Write out each line of the listing as it stands, without the images.

--- begin Materials provided ---

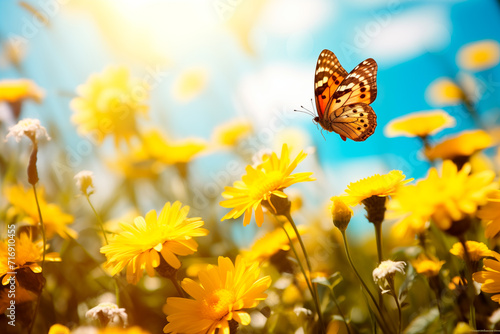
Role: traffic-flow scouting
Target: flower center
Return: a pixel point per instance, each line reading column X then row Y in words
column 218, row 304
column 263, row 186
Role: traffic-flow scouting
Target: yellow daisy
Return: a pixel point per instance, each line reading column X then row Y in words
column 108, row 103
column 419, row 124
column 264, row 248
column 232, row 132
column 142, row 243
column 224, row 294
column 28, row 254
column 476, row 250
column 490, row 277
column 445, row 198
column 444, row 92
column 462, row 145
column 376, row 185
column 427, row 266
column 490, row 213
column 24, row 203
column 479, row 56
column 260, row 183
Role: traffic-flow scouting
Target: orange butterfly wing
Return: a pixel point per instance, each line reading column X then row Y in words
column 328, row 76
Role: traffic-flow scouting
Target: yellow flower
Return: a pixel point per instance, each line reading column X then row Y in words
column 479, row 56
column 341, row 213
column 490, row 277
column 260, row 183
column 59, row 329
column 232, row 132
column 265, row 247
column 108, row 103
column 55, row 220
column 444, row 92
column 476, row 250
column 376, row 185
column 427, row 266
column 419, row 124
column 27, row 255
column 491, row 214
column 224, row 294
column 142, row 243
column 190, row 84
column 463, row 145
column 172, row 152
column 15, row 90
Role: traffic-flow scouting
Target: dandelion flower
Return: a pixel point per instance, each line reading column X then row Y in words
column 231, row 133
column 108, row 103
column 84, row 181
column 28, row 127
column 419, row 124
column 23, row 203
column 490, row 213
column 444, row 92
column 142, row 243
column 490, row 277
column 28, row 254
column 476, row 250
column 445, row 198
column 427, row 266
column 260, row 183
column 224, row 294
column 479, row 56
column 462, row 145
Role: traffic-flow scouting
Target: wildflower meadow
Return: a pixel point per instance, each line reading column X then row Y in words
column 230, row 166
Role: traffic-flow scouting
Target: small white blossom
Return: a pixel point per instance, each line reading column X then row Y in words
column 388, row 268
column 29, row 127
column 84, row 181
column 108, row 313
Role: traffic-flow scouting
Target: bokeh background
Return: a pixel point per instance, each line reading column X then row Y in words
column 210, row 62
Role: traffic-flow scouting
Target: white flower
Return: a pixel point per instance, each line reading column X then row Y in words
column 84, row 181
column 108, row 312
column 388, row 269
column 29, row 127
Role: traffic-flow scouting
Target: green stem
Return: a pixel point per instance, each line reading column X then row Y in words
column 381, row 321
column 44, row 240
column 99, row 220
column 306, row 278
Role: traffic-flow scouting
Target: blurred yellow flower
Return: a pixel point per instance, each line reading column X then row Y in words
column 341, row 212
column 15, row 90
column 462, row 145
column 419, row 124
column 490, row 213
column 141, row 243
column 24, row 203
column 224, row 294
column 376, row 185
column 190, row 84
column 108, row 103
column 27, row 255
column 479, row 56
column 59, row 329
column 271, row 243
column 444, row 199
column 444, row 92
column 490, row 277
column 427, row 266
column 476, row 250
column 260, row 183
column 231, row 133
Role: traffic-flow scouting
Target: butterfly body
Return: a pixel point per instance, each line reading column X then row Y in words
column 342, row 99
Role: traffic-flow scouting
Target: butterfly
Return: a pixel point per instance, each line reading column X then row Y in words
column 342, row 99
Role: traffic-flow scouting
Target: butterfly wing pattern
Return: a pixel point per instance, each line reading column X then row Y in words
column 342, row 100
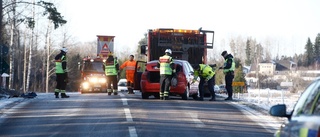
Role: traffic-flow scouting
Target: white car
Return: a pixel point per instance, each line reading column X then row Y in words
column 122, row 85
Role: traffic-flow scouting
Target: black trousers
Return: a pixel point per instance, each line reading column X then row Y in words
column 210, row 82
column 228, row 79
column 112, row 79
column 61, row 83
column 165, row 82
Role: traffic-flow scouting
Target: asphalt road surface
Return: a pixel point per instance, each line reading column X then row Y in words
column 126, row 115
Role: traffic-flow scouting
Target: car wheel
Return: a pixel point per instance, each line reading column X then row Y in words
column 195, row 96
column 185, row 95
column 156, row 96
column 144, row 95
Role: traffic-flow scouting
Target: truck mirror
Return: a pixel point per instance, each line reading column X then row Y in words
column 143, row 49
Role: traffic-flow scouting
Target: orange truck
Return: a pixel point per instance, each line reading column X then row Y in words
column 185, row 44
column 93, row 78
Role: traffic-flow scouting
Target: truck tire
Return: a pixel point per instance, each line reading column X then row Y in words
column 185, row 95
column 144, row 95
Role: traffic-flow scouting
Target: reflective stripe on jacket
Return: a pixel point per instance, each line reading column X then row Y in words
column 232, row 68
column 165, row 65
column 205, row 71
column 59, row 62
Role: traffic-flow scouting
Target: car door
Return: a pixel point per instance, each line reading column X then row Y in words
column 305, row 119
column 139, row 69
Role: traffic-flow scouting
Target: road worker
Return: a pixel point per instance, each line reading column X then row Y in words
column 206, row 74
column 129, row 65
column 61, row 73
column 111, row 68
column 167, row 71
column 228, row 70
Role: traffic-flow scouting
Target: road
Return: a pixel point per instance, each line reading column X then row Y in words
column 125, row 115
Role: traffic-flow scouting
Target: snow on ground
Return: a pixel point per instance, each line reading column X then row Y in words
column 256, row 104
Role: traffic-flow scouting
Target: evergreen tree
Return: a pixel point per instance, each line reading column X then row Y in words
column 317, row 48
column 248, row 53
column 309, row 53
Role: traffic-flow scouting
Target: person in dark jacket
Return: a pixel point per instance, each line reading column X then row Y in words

--- end Materials provided ---

The response >>
Role: traffic-flow scouting
Target: flower center
Return: a pixel point per instance, each line reading column X then row Y in words
column 218, row 304
column 263, row 186
Role: traffic-flow scouting
Target: yellow daisy
Return: a pixel point per instance, each line reading column X then row Y in words
column 108, row 103
column 419, row 124
column 264, row 248
column 232, row 132
column 142, row 243
column 224, row 294
column 28, row 254
column 476, row 250
column 490, row 277
column 445, row 198
column 444, row 92
column 462, row 145
column 376, row 185
column 427, row 266
column 490, row 213
column 24, row 203
column 479, row 56
column 260, row 183
Role: traffic-flow scouting
Target: orange butterfly wing
Return: a pixel point per instance, each line reading column X then row Y in words
column 328, row 76
Role: traffic-flow scouting
Target: yellow flower
Return: a pixel point per instance, each line reading column X then row Y in words
column 479, row 56
column 341, row 213
column 490, row 277
column 260, row 183
column 59, row 329
column 232, row 132
column 265, row 247
column 108, row 103
column 55, row 220
column 444, row 92
column 476, row 250
column 376, row 185
column 427, row 266
column 419, row 124
column 27, row 255
column 491, row 214
column 224, row 294
column 142, row 243
column 190, row 84
column 463, row 145
column 172, row 152
column 15, row 90
Role: traffic-flow scouting
Target: dandelion flower
Return: a pixel point per instance, each line reading column X then row Y in words
column 231, row 133
column 108, row 103
column 84, row 181
column 28, row 127
column 419, row 124
column 23, row 203
column 490, row 213
column 444, row 92
column 142, row 243
column 490, row 277
column 28, row 254
column 476, row 250
column 445, row 198
column 427, row 266
column 260, row 183
column 224, row 294
column 479, row 56
column 462, row 145
Role: traffic-flow scouting
Target: wildflower meadow
Return: a pixel point per instance, each line reading column X then row Y in words
column 230, row 166
Role: traffic-flow scouting
Target: small white blossom
Return: a pixel point per instance, each line reading column X then row Y in words
column 388, row 268
column 29, row 127
column 84, row 181
column 108, row 313
Role: traffic-flow scouting
Target: bokeh background
Return: a pixel point per instance, each line reading column X then row Y in words
column 210, row 62
Role: traffic-flow scouting
Target: white flower
Return: a pixel point per instance, each line reading column X then row Y in words
column 84, row 181
column 108, row 312
column 388, row 269
column 29, row 127
Role: traffic-flow scouting
Target: green stem
Return: a pixel point per instance, each line reading column X then row Y in words
column 381, row 321
column 44, row 240
column 99, row 220
column 306, row 278
Role: traffic-flow scouting
Target: blurred yellow flower
Return: a pixel point per instance, each line reading column X then row Y in words
column 341, row 212
column 15, row 90
column 462, row 145
column 419, row 124
column 490, row 213
column 141, row 243
column 24, row 203
column 224, row 294
column 376, row 185
column 190, row 84
column 108, row 103
column 27, row 255
column 479, row 56
column 59, row 329
column 271, row 243
column 444, row 199
column 444, row 92
column 490, row 277
column 427, row 266
column 476, row 250
column 260, row 183
column 231, row 133
Role: traffic-flow scouting
Target: butterfly body
Return: a pixel point per instance, each line reading column X then row Y in words
column 342, row 99
Role: traffic-flow scouting
Target: butterfly
Return: a pixel point per instance, each line reading column X then row Y in words
column 342, row 99
Role: traffic-flow scouting
Target: butterfly wing pattern
Return: a pixel point per instance, each line reading column X then row Y in words
column 342, row 100
Role: traffic-flow scouting
Target: white car
Return: a pixel point per instance, each line reading column X then row Y in words
column 122, row 85
Role: traffic-flow scouting
Target: black trousers
Return: a pixel point per instance, each line reading column X then row Y in words
column 210, row 82
column 228, row 79
column 112, row 79
column 61, row 83
column 165, row 82
Role: traffic-flow scouting
Target: asphalt road surface
Return: a pixel point per instance, each line reading column X then row Y in words
column 126, row 115
Role: traffic-flow scouting
Target: car wheel
Return: a pixel point per instance, each line reading column X then row Y in words
column 195, row 96
column 185, row 95
column 156, row 96
column 144, row 95
Role: traffic-flow scouting
Target: truck mirror
Return: a pixel point per instance, each line reading column X then row Y in words
column 143, row 49
Role: traffic-flow scouting
Target: orange truck
Return: a pixel point per instance, each line reading column X then row Y in words
column 185, row 44
column 93, row 78
Role: traffic-flow scouting
Target: truck tire
Return: a pixel point per instance, each line reading column X then row Y in words
column 185, row 95
column 144, row 95
Role: traffic-flow scouting
Target: reflective stripe on jacket
Return: a pixel point per instance, each line reading column X then row Y in words
column 232, row 68
column 165, row 65
column 205, row 71
column 59, row 62
Role: traffic-flow scouting
Target: car door
Return: a pixel point per instance, each line reading column X then row Y in words
column 305, row 119
column 139, row 69
Role: traffic-flow scouting
Target: road worker
Return: a pixel point per instance, each line reading column X then row Y in words
column 206, row 74
column 129, row 65
column 61, row 73
column 111, row 68
column 167, row 71
column 228, row 70
Role: traffic-flow scouting
Target: road
Return: a pixel point per instance, each line reading column X then row Y in words
column 125, row 115
Role: traffic-flow scouting
Target: snow on ground
Return: a pixel point per instance, each line reading column X then row Y in words
column 256, row 104
Role: traffic-flow scouting
Target: evergreen tree
Return: a pixel point per instance, each line reading column X then row Y in words
column 317, row 48
column 248, row 53
column 309, row 53
Role: traffic-flow scouting
Target: person in dark jacket
Return: a pixel point per instance, each line reading column X then row Y in words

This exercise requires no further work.